> STATED PROBLEM: Copy out everything from the line containing "[indicate] red carpet" down to the end of the listing, renaming "pin" as "marker" wherever it occurs and keeping all else unchanged.

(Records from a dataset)
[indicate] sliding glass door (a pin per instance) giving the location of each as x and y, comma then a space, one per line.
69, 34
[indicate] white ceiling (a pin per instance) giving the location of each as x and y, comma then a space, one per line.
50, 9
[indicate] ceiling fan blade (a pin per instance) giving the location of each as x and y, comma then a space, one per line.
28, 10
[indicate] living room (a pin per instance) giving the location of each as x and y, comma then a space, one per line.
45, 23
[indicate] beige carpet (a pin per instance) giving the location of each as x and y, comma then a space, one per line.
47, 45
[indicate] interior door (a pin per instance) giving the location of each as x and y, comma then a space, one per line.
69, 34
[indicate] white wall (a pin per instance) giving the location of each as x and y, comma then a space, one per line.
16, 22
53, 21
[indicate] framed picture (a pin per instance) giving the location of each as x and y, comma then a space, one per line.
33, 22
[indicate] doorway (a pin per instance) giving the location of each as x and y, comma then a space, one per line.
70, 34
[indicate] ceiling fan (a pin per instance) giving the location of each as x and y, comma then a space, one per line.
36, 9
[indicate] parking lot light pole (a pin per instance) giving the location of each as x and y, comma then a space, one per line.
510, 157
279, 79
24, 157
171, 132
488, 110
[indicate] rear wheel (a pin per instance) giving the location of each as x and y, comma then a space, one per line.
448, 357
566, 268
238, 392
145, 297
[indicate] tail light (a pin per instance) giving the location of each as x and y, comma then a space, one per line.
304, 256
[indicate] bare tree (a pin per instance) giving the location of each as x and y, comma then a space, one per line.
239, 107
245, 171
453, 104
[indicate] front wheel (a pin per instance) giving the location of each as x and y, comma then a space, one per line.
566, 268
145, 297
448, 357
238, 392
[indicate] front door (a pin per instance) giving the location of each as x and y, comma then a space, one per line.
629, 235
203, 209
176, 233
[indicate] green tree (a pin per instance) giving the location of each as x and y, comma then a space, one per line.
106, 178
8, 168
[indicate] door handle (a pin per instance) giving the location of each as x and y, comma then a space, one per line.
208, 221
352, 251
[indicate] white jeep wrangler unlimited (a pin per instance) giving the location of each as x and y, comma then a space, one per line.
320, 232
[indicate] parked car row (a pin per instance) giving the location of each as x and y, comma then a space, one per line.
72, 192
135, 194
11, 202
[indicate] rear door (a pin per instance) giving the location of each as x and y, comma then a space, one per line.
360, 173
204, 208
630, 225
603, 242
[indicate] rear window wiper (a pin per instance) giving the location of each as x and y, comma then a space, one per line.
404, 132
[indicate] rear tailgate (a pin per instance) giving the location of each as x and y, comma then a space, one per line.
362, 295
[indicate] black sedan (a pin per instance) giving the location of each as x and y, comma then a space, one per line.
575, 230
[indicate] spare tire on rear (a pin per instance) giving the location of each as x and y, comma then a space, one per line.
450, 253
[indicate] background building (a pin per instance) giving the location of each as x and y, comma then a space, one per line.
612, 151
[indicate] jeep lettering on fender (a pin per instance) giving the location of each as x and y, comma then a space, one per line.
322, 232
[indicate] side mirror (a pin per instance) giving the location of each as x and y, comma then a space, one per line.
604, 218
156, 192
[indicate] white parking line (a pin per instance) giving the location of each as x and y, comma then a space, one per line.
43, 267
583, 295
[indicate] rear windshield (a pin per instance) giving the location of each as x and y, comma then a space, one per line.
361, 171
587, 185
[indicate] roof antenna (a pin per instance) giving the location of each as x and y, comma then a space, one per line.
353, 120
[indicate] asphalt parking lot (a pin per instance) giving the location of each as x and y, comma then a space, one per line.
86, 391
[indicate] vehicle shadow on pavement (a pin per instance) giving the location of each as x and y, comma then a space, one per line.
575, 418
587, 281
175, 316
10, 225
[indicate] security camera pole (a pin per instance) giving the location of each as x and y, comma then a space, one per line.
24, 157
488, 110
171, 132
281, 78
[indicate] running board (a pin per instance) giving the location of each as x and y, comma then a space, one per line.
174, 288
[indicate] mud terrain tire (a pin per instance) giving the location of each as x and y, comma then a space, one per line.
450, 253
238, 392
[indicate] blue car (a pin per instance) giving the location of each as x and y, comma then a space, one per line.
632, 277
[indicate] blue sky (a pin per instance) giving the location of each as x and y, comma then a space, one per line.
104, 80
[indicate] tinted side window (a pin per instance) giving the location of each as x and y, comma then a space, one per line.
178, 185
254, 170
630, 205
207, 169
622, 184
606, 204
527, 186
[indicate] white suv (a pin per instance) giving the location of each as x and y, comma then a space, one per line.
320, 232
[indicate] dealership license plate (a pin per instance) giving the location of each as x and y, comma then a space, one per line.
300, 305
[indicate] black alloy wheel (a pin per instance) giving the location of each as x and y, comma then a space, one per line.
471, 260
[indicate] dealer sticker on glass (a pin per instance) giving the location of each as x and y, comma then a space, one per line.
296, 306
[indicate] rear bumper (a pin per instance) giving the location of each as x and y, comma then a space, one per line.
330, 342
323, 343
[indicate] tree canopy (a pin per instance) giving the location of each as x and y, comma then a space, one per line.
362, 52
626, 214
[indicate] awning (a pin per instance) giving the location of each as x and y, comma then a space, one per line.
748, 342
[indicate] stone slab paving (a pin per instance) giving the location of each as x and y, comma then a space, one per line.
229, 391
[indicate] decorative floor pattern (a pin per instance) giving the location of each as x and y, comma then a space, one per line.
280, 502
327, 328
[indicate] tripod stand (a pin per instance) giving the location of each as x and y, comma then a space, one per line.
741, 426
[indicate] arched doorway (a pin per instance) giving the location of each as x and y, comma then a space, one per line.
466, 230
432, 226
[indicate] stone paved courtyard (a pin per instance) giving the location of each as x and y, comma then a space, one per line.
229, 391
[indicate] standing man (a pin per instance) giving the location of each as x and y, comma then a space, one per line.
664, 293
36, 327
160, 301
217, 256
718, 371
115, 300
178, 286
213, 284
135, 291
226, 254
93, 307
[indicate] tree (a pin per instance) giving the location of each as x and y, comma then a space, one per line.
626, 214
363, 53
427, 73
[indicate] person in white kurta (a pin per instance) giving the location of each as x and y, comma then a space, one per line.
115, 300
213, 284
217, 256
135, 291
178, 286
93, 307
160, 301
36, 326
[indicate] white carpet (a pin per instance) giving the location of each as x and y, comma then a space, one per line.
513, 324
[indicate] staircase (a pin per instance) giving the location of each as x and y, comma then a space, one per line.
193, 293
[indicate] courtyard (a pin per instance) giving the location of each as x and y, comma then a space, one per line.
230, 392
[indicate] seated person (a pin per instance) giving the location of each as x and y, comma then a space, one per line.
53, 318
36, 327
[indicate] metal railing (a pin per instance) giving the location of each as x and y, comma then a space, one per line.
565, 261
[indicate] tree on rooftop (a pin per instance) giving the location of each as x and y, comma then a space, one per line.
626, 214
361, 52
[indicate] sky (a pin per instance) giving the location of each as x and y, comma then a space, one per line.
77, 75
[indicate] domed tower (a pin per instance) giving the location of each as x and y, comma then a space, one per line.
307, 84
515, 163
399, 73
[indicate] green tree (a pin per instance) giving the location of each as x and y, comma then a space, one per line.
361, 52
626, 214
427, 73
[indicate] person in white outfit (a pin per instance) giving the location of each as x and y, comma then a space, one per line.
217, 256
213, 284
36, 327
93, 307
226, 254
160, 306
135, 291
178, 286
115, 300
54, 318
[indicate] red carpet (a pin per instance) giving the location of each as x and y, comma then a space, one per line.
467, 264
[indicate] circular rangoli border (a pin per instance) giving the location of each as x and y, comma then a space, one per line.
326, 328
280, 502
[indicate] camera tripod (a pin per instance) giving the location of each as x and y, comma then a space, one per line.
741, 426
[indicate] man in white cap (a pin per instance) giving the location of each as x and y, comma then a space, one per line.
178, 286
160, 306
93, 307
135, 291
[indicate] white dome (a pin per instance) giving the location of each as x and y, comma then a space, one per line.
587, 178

> CORRECT RESULT:
[indicate] red carpet (a marker per instance) giving the location of each as x and y, comma then a space, one per line.
467, 264
[indicate] circular rangoli border (a marker per instance) giving the location of each as x and y, comma then a space, one per line.
326, 328
280, 502
[indicate] camera tripod (a marker per instance) giving the location of each as x and y, comma then a space, one per line.
741, 426
[indicate] man in white cap (a marker per instance) giving the location of each as x and y, comma then a space, one per line.
178, 286
160, 306
93, 307
135, 291
[indicate] white dome (a marker per instance) giving the location of each as x and y, comma then a space, one per line.
587, 178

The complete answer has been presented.